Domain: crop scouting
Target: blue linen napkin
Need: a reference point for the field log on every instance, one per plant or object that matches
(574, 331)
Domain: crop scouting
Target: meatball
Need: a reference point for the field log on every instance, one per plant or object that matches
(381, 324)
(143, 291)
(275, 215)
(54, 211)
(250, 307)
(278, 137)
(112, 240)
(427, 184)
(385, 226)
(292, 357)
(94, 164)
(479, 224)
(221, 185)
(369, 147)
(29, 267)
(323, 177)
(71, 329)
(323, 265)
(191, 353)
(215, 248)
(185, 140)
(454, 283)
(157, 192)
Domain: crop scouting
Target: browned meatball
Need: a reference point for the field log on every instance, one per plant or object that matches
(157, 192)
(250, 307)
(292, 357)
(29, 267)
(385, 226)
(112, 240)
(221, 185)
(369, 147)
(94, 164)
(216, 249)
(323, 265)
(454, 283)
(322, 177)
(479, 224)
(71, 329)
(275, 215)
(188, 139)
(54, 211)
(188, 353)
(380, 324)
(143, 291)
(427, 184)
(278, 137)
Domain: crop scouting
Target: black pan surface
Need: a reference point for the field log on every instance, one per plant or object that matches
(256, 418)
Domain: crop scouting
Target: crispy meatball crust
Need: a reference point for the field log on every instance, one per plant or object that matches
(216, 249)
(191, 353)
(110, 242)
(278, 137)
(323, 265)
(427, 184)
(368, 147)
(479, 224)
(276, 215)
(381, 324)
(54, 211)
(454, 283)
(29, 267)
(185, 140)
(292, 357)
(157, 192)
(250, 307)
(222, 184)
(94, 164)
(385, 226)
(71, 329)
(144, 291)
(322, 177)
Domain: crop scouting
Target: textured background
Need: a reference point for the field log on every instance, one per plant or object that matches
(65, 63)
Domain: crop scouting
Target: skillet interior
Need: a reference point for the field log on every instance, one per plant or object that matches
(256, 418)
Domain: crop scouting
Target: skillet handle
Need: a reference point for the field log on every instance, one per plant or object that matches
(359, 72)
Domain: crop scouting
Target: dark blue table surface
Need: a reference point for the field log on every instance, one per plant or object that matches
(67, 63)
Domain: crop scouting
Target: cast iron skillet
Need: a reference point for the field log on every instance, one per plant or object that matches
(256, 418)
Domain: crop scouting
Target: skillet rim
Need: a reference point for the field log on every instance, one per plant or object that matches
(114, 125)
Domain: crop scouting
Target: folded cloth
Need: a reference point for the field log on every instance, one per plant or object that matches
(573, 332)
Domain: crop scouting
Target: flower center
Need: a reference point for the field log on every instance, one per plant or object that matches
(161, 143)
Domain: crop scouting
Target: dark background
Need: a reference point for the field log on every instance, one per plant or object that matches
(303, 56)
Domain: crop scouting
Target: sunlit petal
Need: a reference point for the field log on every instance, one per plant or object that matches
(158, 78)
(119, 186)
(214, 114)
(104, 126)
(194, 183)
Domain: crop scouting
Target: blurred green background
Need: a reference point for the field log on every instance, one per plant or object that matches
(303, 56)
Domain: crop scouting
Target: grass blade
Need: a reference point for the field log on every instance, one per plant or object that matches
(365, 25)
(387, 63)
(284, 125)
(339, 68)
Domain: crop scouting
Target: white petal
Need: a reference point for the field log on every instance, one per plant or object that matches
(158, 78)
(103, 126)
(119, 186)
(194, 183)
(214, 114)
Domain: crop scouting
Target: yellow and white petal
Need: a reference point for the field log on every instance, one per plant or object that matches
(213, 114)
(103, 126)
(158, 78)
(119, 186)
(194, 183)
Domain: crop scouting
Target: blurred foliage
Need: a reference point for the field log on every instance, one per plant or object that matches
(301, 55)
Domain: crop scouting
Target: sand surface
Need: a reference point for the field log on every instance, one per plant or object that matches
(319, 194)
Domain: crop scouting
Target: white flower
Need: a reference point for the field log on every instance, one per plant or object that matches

____________

PROBLEM DETAILS:
Print the material once more, exactly.

THE RESULT:
Domain: crop scouting
Target: blue linen napkin
Need: a reference point for the field log on every instance, one per plant or object that matches
(574, 331)
Domain: crop scouting
Target: meatball
Need: a reference point for the field log on every instance, one per plant or object that matches
(381, 324)
(143, 291)
(275, 215)
(54, 211)
(250, 307)
(278, 137)
(112, 240)
(427, 184)
(385, 226)
(292, 357)
(94, 164)
(479, 224)
(221, 185)
(369, 147)
(29, 267)
(323, 177)
(71, 329)
(323, 265)
(191, 353)
(215, 248)
(185, 140)
(454, 283)
(157, 192)
Domain: crop scouting
Target: browned meatball
Need: a reference point for the field log on every instance, one per plant or object that matches
(157, 192)
(250, 307)
(292, 357)
(29, 267)
(385, 226)
(112, 240)
(221, 185)
(369, 147)
(94, 164)
(216, 249)
(323, 265)
(454, 283)
(322, 177)
(479, 224)
(71, 329)
(275, 215)
(188, 139)
(54, 211)
(188, 353)
(380, 324)
(143, 291)
(427, 184)
(278, 137)
Domain: crop scouting
Target: black pan surface
Need: a reference point for the field log on every instance, one per plant or object that matches
(256, 418)
Domain: crop scouting
Target: crispy meatball crust
Need: a reference point for the field log on every instance, one per plant or object that matches
(216, 249)
(191, 353)
(110, 242)
(278, 137)
(323, 265)
(427, 184)
(368, 147)
(479, 224)
(276, 215)
(381, 324)
(54, 211)
(454, 283)
(29, 267)
(185, 140)
(292, 357)
(157, 192)
(250, 307)
(222, 184)
(94, 164)
(385, 226)
(71, 329)
(144, 291)
(322, 177)
Domain: crop scouting
Target: textured background
Need: a reference point for the field log on every instance, one per plant or object that matches
(65, 63)
Domain: crop scouting
Target: skillet interior
Need: a reference point for the field log on every instance, one per plant or object that matches
(256, 418)
Domain: crop scouting
Target: skillet handle
Need: a reference point for the field log on every instance, one per plant or object that matches
(359, 72)
Domain: crop scouting
Target: dark blue table surface
Need: a reference point for the field log on every instance, one per plant or object that matches
(67, 63)
Domain: crop scouting
Target: cast iron skillet
Need: a reference point for the field log on every instance, one per plant or object that matches
(256, 418)
Domain: crop scouting
Target: skillet rim
Need: a reference point for the field log on every instance, one per plant or object that matches
(114, 125)
Domain: crop scouting
Target: folded cloth
Need: a reference point for the field log on every instance, one per plant or object that matches
(573, 332)
Domain: crop scouting
Target: flower center
Need: a reference point for the field log on every instance, one per plant or object that matches
(161, 143)
Domain: crop scouting
Target: dark background
Need: a reference point for the field log on every instance, one per plant or object that matches
(303, 56)
Domain: crop scouting
Target: sunlit petal
Need: a reference point for the field log on every instance, one per plant or object that matches
(158, 78)
(119, 186)
(214, 114)
(104, 126)
(194, 183)
Domain: crop scouting
Target: blurred green background
Need: a reference point for the field log on every instance, one per plant or object that matches
(303, 56)
Domain: crop scouting
Target: grass blade
Need: a reference point for the field log on every instance, one per plant or object that matches
(365, 25)
(387, 63)
(284, 125)
(339, 68)
Domain: crop scouting
Target: white petal
Need: a reference point for the field log on every instance, one per plant or object that matches
(158, 78)
(103, 126)
(119, 186)
(194, 183)
(214, 114)
Domain: crop scouting
Target: yellow and white petal
Need: a reference point for the field log on every instance, one per plant or object that matches
(213, 114)
(103, 126)
(158, 78)
(119, 186)
(194, 183)
Domain: crop scouting
Target: blurred foliage
Need: a reference point for the field log on every instance, one per plant or object that matches
(301, 55)
Domain: crop scouting
Target: sand surface
Need: a reference point for the field log on every instance, one per plant or object that matches
(319, 194)
Domain: crop scouting
Target: white flower
Need: a reference point for the field log on every instance, one per plant or object that matches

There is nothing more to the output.